TASK PROMPT: Pick out every line in the items below that contains the word "ceiling" and copy each one.

# # # # # # #

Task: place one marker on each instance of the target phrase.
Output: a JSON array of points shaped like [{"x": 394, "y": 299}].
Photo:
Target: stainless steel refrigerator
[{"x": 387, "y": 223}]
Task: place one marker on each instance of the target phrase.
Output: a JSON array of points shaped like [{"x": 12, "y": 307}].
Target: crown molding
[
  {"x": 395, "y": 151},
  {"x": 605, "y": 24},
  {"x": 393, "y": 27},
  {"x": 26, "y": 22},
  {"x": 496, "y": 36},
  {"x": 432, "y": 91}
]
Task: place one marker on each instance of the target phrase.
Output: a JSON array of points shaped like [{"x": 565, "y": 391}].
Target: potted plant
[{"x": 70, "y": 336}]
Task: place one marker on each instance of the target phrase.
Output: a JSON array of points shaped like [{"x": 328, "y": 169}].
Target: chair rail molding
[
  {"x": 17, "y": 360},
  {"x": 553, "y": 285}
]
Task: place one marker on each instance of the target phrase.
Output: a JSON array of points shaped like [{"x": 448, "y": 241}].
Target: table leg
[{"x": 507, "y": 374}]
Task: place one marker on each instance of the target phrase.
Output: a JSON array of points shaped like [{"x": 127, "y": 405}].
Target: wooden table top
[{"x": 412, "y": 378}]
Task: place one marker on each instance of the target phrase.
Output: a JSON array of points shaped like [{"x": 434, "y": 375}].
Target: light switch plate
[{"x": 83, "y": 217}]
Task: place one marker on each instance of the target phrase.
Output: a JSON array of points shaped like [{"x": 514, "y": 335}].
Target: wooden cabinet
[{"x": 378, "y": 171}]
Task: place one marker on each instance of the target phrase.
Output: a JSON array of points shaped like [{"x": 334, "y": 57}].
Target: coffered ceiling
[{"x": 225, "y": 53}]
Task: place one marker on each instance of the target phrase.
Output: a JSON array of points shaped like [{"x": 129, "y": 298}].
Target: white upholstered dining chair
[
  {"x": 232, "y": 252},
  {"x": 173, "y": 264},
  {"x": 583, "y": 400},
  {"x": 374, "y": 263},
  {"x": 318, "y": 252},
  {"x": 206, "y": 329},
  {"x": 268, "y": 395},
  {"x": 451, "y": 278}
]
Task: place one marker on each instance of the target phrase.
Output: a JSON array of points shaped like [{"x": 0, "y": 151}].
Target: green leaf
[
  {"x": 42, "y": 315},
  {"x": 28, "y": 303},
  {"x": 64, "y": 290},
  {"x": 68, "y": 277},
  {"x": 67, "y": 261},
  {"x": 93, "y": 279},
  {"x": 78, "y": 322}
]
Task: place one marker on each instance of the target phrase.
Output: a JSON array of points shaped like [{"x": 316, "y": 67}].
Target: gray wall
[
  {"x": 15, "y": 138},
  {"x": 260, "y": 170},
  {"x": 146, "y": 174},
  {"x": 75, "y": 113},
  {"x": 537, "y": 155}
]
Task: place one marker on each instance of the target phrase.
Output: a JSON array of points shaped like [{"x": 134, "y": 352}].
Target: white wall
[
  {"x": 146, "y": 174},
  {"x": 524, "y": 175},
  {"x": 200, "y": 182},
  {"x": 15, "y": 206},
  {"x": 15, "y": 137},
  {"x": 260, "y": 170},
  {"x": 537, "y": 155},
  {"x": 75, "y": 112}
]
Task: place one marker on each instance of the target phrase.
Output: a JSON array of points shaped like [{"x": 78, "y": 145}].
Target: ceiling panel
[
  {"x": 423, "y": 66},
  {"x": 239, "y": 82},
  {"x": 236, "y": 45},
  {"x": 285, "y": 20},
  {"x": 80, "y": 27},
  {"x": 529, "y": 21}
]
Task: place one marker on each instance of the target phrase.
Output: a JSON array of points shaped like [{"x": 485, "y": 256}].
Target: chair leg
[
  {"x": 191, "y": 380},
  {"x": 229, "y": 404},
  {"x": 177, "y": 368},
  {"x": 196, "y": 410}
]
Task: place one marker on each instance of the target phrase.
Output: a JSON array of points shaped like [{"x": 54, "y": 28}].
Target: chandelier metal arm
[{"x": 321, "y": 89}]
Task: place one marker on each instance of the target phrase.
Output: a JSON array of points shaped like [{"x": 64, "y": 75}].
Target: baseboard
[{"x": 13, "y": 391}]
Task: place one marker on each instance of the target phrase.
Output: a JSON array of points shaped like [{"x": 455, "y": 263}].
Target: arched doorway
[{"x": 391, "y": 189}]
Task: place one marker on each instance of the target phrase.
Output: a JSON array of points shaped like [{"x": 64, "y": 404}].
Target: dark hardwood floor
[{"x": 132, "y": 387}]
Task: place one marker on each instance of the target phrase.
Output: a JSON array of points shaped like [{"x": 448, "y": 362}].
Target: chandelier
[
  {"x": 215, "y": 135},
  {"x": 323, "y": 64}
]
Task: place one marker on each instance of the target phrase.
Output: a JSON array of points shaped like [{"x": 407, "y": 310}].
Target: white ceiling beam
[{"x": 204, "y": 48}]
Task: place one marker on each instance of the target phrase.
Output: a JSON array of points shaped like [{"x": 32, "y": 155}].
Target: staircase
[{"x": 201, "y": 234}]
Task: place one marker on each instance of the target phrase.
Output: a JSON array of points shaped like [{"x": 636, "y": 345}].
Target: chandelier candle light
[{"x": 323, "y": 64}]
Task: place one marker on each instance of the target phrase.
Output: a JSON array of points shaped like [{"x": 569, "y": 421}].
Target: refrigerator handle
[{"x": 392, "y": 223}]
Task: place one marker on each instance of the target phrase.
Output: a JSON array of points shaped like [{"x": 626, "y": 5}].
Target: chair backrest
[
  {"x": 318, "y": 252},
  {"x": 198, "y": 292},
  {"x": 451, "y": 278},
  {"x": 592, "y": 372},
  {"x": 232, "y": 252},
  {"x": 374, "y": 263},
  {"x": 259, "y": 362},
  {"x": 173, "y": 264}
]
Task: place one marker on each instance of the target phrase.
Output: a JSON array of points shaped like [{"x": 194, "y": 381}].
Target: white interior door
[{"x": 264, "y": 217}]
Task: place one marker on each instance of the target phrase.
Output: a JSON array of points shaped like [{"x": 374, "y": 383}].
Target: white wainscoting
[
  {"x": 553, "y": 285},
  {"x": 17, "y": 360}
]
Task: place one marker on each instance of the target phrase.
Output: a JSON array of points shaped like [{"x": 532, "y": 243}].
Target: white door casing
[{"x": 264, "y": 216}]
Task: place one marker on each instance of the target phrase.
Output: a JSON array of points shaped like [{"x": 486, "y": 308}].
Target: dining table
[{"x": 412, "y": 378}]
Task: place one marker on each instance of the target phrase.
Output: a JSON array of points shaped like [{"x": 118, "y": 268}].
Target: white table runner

# # # # # # #

TASK SOLUTION:
Target: coffered ceiling
Target: ceiling panel
Target: white ceiling beam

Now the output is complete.